17.計数の遡及訂正は行われるのですか。

計数の遡及訂正は、以下の場合に行われます。

(定例的な訂正)

マネーストック統計は、確報確定後も、基礎資料の入手等に伴い定例的に次表のタイミングで計数が遡及訂正されます。

表 定例的な訂正
1、7、10月の公表日 最新月から遡って、8ヶ月前の計数まで修正される可能性があります。
2、8月の公表日 最新月から遡って、6ヶ月前の計数まで修正される可能性があります。
3、4、6、9月の公表日 最新月から遡って、3年前の計数まで修正される可能性があります。
3月の公表日 季節調整替えに伴い、季節調整済計数がデータ始期に遡って修正されます。
上記以外の月の公表日 最新月から遡って、4ヶ月前の計数まで修正される可能性があります。

(金融機関からの誤報告等があった場合の訂正)

金融機関からの誤報告等が発見された場合、速やかに計数の訂正を行っています。原則として、計数入手後もっとも近いマネーストック統計の公表日に過去3年程度を目途に計数の訂正を行っています。ただし、計数の訂正幅がM3残高(M2対象金融機関の誤報告等の場合はM2残高)の0.1%に満たない場合は、例年3月または9月の公表日に訂正を行うことがあります。

ポイントラベル付けの例:
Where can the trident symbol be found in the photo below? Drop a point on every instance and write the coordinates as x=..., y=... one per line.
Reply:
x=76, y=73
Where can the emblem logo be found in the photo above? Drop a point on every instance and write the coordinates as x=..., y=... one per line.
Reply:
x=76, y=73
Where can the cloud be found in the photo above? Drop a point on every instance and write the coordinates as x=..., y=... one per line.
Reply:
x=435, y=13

- **実施事項**:
**A)** マネーストック統計の遡及訂正に関する文章について、次の問いに答えてください。
(i) 2、8月の公表日には、最新月から遡って何ヶ月前の計数まで修正される可能性がありますか。
(ii) 3月の公表日に季節調整済計数がデータ始期に遡って修正されるのは、何に伴うものですか。
(iii) 金融機関からの誤報告等による訂正で、訂正幅がM3残高の何%に満たない場合に、例年3月または9月の公表日に訂正を行うことがありますか。
**B)** マネーストック統計の遡及訂正に関する文章の続きを、最後の文の後から書き進めてください。

- **各設問への回答**:
**A)**
(i) 6ヶ月前の計数まで修正される可能性があります。
(ii) 季節調整替えに伴うものです。
(iii) 0.1%に満たない場合です。

**B)**
(広義流動性の改定)

広義流動性(M3以外の部分)については、推計精度の改善余地が大きいことが判明したつど見直しを行うことに加えて、2004年6月以降、原則として3年に1度を目処に、定例的に改定の可否について精査し、必要に応じて改定を行うこととしています。詳細については、マネーストックの「見直し等のお知らせ」をご覧ください。

マネーストック統計の利用方法等に関するQ&A

18.マネーストックと実体経済、物価はどのような関係にありますか。

マネーストックは、通貨の量を示す指標の一つです。通貨が様々な経済活動に使われるものであること、また、物価は基本的には、モノやサービスと通貨との関係を示すものであることを踏まえれば、マネーストックと実体経済や物価との間には何らかの関係があると考えられています。ただし、マネーストックの動きは、経済取引以外にも、いざと言う時のための備えとして金融資産を持つといった人々の行動や、マネーストックの対象となっている金融資産とそうでない金融商品との間の預け替えなど、様々な要因の影響を受けます。このため、マネーストックと実体経済・物価との関係は、短期的にはかなり不安定であり、これらが異なった動きをすることも少なくありません。

19.日本銀行の金融政策とマネーストック統計はどのような関係にありますか。

日本銀行は、金融政策を決定するに当たって、金融や経済の実態についてさまざまな角度(実体経済、物価、金融面)から検討を行っています。このうち金融面からの検討に際しては、マネーストック統計を判断材料(指標)の一つとして利用しています。

これは、マネーストックが、マクロの金融情勢を表わす代表的な指標の一つであると考えられているためです。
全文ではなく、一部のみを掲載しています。